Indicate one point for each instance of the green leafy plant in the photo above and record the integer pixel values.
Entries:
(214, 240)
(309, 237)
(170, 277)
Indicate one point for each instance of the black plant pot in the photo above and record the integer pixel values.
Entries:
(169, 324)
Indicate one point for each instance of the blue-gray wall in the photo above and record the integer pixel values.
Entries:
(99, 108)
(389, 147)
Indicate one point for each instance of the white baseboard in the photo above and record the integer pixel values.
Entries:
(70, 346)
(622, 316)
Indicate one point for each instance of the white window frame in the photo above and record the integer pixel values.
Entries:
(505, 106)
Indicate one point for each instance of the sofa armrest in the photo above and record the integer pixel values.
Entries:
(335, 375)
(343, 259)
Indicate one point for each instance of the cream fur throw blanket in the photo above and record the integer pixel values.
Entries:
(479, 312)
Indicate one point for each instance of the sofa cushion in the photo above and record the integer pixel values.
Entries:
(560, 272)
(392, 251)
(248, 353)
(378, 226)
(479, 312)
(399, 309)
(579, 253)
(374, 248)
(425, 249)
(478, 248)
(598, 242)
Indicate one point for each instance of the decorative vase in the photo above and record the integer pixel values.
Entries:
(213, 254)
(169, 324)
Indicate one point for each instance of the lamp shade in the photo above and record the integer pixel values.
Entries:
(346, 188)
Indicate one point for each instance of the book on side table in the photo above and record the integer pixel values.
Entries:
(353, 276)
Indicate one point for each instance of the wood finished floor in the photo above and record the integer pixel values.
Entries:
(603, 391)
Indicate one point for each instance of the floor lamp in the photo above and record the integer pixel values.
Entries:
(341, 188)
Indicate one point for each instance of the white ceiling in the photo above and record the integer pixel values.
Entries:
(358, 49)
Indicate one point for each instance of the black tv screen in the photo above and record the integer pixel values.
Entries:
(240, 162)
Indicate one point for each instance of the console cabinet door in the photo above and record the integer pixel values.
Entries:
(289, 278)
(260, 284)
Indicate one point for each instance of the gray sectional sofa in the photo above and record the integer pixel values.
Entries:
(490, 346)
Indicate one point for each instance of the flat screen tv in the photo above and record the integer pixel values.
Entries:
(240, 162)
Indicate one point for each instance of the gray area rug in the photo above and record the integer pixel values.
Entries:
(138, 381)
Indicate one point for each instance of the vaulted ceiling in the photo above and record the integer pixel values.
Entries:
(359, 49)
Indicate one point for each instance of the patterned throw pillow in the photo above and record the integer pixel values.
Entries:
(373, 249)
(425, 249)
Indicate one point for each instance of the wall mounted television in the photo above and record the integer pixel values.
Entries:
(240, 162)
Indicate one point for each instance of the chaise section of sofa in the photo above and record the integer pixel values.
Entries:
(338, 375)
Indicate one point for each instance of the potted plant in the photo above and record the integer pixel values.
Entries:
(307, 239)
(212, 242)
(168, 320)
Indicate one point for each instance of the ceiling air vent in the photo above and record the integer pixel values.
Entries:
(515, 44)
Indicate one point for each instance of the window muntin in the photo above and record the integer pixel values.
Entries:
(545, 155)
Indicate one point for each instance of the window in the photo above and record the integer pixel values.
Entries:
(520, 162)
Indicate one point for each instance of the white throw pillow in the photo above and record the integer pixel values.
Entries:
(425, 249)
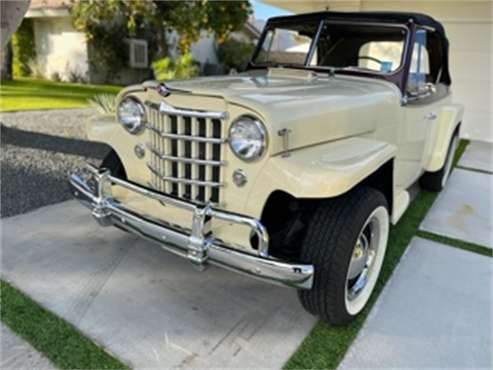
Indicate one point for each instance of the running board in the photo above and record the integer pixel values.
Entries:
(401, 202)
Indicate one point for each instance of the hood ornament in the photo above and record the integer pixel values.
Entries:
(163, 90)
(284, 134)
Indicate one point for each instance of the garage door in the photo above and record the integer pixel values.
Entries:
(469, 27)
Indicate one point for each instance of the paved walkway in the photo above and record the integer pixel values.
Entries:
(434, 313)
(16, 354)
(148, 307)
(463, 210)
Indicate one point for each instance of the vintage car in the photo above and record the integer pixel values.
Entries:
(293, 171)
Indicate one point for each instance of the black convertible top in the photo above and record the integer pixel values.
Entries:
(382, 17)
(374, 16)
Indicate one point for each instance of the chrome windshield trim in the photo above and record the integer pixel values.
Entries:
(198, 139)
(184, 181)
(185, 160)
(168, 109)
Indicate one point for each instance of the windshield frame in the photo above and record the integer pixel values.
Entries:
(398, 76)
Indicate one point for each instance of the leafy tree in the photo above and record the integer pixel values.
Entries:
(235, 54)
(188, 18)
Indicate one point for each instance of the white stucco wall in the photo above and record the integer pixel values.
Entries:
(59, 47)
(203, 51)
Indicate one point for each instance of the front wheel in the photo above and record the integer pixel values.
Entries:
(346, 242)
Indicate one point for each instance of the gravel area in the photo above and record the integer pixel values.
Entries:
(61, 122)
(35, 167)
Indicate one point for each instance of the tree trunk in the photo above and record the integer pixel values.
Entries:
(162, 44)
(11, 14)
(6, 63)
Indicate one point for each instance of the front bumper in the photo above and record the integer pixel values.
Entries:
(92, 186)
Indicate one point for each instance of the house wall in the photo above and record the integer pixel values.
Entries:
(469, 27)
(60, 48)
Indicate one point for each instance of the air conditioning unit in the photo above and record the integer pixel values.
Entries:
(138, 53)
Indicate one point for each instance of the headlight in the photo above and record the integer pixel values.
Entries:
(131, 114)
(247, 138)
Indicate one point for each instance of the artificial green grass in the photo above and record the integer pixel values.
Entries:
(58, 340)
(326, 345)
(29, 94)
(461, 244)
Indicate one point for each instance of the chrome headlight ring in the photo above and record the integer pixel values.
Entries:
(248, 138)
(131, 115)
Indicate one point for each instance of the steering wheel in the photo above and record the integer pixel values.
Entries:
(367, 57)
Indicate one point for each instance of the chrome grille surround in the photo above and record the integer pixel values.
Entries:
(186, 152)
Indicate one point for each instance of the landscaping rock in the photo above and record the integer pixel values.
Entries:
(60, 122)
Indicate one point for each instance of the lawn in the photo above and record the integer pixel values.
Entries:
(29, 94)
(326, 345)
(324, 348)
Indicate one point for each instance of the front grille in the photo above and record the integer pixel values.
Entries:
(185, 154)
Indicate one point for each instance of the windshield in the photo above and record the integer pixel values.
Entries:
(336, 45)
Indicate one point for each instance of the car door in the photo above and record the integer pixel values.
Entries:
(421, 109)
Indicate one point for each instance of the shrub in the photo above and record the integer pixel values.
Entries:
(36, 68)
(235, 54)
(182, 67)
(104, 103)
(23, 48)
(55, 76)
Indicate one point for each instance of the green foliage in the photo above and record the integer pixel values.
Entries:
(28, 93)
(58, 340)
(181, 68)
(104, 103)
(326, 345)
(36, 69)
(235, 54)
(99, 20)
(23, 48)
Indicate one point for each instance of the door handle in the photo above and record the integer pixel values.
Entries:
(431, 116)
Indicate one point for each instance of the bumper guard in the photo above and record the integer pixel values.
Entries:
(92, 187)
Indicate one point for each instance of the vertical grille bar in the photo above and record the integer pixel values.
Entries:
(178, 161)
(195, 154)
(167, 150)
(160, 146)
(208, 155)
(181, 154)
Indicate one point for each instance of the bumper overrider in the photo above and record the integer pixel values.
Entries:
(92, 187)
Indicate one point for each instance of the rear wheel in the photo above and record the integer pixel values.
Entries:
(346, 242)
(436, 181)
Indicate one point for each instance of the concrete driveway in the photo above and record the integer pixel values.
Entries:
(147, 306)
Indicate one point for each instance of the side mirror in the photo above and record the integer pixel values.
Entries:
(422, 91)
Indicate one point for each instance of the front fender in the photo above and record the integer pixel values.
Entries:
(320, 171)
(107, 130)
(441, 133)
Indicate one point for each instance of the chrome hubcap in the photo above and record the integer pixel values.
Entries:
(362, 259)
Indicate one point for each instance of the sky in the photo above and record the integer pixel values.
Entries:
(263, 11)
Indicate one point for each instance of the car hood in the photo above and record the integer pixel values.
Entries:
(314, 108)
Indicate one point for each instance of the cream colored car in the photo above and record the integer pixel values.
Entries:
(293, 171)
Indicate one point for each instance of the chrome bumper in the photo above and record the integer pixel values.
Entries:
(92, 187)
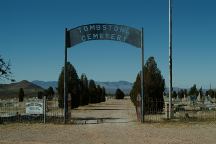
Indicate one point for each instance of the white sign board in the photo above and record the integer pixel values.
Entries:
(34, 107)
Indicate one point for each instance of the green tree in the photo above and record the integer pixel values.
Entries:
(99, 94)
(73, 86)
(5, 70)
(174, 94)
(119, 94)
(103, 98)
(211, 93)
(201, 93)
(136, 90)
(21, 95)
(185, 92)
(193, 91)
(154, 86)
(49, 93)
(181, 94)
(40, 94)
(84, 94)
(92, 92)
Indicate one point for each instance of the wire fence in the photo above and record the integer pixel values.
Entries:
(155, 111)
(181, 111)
==========
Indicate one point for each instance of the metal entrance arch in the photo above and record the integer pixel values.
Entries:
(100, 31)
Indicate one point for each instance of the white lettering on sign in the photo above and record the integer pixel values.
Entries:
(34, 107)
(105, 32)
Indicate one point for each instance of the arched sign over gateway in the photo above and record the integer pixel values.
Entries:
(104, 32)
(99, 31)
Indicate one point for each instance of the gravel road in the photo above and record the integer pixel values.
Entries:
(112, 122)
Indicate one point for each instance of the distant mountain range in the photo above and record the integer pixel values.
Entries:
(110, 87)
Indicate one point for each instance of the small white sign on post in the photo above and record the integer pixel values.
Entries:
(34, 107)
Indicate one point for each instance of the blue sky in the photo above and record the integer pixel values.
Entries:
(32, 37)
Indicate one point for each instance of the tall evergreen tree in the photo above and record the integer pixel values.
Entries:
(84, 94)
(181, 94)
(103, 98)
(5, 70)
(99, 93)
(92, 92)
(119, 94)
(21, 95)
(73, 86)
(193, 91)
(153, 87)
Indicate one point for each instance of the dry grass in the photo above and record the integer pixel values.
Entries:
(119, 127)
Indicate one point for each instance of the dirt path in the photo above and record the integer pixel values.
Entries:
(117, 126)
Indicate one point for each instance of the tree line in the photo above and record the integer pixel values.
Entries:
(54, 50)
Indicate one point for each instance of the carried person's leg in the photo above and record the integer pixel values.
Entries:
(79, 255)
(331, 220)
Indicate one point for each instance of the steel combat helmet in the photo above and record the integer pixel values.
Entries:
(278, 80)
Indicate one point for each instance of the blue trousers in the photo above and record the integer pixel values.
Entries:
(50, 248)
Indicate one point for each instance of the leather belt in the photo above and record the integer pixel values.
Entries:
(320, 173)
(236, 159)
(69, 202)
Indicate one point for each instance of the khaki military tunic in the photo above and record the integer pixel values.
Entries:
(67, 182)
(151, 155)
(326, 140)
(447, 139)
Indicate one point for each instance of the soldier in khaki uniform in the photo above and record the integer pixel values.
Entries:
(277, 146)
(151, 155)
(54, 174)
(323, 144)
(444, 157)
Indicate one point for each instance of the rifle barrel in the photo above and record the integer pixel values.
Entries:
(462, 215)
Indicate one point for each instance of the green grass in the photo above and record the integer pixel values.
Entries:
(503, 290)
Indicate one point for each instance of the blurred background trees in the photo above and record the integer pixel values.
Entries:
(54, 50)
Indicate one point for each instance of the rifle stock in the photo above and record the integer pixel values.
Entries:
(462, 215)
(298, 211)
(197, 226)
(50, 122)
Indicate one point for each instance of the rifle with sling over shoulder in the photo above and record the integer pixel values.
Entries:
==========
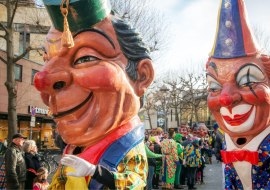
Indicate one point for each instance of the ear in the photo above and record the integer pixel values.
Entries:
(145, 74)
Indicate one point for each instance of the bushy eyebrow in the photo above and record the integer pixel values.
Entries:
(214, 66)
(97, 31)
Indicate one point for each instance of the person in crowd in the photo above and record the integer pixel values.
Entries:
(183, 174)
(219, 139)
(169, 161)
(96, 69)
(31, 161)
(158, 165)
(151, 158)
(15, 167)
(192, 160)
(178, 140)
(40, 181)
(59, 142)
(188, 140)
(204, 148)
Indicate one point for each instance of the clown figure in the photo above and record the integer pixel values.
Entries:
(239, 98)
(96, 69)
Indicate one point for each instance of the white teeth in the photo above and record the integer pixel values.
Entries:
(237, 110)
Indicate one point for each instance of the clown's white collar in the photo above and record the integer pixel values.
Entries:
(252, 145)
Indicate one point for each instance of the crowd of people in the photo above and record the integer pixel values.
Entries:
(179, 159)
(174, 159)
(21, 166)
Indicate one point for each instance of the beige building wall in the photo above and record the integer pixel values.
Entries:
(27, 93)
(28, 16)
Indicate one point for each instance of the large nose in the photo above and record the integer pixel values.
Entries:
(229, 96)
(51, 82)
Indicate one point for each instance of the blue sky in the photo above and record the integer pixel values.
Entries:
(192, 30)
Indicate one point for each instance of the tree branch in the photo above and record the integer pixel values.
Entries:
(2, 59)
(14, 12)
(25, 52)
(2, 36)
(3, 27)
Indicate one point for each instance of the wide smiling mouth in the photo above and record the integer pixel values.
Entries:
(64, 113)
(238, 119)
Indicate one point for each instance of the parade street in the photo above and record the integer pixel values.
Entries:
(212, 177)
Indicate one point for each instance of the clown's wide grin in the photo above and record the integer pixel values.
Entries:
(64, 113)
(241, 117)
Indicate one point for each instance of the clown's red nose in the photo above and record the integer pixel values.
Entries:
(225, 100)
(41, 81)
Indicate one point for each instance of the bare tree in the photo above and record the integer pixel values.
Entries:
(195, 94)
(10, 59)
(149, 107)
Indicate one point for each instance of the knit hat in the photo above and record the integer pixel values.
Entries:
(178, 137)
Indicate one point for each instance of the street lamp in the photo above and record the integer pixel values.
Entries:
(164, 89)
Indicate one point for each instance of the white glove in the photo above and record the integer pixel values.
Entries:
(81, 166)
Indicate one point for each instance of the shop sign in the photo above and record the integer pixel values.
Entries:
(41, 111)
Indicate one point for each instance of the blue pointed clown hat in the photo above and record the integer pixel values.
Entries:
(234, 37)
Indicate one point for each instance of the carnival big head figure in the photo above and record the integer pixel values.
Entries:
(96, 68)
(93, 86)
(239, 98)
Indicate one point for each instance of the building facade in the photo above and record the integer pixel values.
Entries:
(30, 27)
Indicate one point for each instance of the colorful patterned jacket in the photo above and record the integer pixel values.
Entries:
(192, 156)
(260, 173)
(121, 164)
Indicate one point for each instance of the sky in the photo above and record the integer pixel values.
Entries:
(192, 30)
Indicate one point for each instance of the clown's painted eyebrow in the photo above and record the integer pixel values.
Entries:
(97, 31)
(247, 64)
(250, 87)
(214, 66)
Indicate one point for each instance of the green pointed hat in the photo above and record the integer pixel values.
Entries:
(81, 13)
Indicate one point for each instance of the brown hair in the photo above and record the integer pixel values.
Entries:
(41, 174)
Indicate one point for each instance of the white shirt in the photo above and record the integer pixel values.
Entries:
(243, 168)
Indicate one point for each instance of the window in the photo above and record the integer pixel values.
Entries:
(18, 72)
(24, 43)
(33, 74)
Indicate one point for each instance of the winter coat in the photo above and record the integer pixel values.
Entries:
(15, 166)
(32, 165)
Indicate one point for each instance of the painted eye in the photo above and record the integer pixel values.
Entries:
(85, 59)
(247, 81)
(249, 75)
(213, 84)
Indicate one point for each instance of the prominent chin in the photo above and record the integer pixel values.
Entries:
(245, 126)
==========
Answer with a number alone: how many lines of the listing above include the string "blue"?

■ **Result of the exercise**
5